What you need to do:
A. List every English philosopher that the philosophy excerpt below names.
B. According to the philosophy excerpt below, what two faults have been committed by the systems that arose as reforms of earlier ones?

Source excerpt:
30 August 1890 Morris Library

      Of the fifty or hundred systems of philosophy that have been advanced at different times of the world’s history, perhaps the larger number have been, not so much results of historical evolution, as happy thoughts which have accidentally occurred to their authors. An idea which has been found interesting and fruitful has been adopted, developed, and forced to yield explanations of all sorts of phenomena. The English have been particularly given to this way of philosophizing; witness, Hobbes, Hartley, Berkeley, James Mill. Nor has it been by any means useless labour; it shows us what the true nature and value of the ideas developed are, and in that way affords serviceable materials for philosophy. Just as if a man, being seized with the conviction that paper was a good material to make things of, were to go to work to build a papier mâché house, with roof of roofing-paper, foundations of pasteboard, windows of paraffined paper, chimneys, bath tubs, locks, etc., all of different forms of paper, his experiment would probably afford valuable lessons to builders, while it would certainly make a detestable house, so those one-idea’d philosophies are exceedingly interesting and instructive, and yet are quite unsound.

      The remaining systems of philosophy have been of the nature of reforms, sometimes amounting to radical revolutions, suggested by certain difficulties which have been found to beset systems previously in vogue; and such ought certainly to be in large part the motive of any new theory. This is like partially rebuilding a house. The faults that have been committed are, first, that the dilapidations have generally not been sufficiently thorough going, and second, that not sufficient pains have been taken to bring the additions into deep harmony with the really sound parts of the old structure.

Data listing:

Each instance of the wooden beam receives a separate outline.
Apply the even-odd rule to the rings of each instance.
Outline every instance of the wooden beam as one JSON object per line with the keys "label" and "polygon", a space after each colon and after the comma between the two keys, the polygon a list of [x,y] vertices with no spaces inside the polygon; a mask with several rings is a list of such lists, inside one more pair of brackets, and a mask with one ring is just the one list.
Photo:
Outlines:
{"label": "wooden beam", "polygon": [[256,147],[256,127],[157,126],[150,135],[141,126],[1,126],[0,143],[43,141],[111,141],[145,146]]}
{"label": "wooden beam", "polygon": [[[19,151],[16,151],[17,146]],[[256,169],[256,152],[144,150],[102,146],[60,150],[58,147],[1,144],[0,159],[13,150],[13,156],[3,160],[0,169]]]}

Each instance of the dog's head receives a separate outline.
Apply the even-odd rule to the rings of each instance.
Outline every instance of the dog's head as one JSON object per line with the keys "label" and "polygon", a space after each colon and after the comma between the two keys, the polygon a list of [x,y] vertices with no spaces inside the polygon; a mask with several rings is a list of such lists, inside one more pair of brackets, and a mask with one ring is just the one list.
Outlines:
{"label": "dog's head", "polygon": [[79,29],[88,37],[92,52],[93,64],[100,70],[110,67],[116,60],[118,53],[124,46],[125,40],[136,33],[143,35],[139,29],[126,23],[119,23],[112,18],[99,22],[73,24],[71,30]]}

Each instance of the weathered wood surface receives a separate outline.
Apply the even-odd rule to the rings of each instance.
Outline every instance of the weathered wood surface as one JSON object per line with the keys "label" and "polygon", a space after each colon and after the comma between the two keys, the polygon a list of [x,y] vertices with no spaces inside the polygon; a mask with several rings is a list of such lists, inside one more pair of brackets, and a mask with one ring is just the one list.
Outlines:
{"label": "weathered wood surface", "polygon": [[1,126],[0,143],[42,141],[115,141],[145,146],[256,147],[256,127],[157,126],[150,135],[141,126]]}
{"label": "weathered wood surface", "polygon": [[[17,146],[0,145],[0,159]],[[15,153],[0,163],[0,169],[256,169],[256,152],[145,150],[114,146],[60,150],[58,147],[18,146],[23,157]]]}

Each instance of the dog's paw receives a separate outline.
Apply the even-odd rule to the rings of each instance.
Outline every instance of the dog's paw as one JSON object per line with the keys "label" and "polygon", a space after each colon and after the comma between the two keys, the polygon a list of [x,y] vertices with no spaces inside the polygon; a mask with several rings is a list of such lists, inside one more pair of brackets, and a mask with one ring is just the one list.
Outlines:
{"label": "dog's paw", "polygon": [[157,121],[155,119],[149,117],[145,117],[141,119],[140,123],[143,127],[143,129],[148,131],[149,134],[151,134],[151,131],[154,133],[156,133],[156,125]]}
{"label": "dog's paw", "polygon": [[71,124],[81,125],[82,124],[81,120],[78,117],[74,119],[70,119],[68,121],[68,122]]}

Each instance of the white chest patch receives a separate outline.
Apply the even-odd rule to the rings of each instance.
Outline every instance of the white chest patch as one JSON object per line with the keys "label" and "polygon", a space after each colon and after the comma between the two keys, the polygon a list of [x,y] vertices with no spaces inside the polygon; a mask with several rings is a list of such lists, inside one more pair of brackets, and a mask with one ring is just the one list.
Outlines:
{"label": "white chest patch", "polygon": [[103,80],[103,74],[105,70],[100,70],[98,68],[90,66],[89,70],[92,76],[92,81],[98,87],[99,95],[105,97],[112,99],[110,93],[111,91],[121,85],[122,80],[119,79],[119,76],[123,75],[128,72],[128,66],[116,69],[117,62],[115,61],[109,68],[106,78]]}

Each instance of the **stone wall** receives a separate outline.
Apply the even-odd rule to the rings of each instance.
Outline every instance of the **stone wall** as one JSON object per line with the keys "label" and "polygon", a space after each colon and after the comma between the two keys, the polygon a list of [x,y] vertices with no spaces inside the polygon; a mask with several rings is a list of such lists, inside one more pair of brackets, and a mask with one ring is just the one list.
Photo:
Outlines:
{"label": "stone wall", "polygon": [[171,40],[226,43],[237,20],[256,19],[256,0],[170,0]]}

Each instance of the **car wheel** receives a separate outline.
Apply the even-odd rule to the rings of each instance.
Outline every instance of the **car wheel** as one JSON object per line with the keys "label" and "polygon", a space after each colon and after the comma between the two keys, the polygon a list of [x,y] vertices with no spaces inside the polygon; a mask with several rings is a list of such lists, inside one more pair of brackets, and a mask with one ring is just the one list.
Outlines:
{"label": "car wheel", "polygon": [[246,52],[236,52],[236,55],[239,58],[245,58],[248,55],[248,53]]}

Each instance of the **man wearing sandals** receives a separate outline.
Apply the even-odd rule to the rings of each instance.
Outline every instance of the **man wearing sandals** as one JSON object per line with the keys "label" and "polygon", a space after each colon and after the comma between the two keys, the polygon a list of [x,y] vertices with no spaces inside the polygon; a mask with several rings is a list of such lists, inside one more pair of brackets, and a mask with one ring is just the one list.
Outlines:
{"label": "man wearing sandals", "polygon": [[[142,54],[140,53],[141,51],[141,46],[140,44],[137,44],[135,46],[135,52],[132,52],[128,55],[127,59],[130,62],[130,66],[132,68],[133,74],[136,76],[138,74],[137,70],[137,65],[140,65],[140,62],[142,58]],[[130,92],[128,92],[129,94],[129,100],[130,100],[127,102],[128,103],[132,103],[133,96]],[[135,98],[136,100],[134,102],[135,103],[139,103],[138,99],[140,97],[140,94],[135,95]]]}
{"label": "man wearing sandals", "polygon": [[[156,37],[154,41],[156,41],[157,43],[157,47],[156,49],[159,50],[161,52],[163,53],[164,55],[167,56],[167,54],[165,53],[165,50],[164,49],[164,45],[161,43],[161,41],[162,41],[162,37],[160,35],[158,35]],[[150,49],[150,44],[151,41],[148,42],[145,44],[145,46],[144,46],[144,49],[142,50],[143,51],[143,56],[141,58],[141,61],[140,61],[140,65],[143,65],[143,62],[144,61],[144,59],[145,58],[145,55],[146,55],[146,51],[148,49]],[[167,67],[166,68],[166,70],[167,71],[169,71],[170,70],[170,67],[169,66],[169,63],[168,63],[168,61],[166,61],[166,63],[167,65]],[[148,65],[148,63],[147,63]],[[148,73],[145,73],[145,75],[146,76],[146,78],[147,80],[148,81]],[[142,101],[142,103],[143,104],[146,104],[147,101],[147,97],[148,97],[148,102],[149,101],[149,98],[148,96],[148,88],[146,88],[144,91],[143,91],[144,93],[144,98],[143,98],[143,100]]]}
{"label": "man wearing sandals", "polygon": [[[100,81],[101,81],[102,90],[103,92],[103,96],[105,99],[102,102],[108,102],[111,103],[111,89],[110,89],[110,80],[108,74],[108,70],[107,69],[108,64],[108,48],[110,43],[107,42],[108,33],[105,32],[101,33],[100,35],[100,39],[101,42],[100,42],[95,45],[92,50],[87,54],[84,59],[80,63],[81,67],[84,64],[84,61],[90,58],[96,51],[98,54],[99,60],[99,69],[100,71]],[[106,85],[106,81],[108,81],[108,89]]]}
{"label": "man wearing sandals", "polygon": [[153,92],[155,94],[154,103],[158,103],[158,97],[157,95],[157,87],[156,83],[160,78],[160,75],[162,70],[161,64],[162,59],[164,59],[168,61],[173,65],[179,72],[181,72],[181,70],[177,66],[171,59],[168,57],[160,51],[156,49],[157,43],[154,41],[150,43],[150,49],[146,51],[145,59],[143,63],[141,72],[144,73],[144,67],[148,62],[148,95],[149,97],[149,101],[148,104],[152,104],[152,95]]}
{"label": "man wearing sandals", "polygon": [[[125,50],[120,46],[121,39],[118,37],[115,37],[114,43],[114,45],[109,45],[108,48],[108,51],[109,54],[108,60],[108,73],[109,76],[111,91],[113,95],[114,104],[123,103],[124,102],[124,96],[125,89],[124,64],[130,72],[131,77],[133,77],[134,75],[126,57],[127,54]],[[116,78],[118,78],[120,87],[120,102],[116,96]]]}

Answers to the problems:
A. Hobbes, Hartley, Berkeley, James Mill

B. The dilapidations have generally not been thorough enough, and not enough care has been taken to bring the additions into deep harmony with the sound parts of the old structure.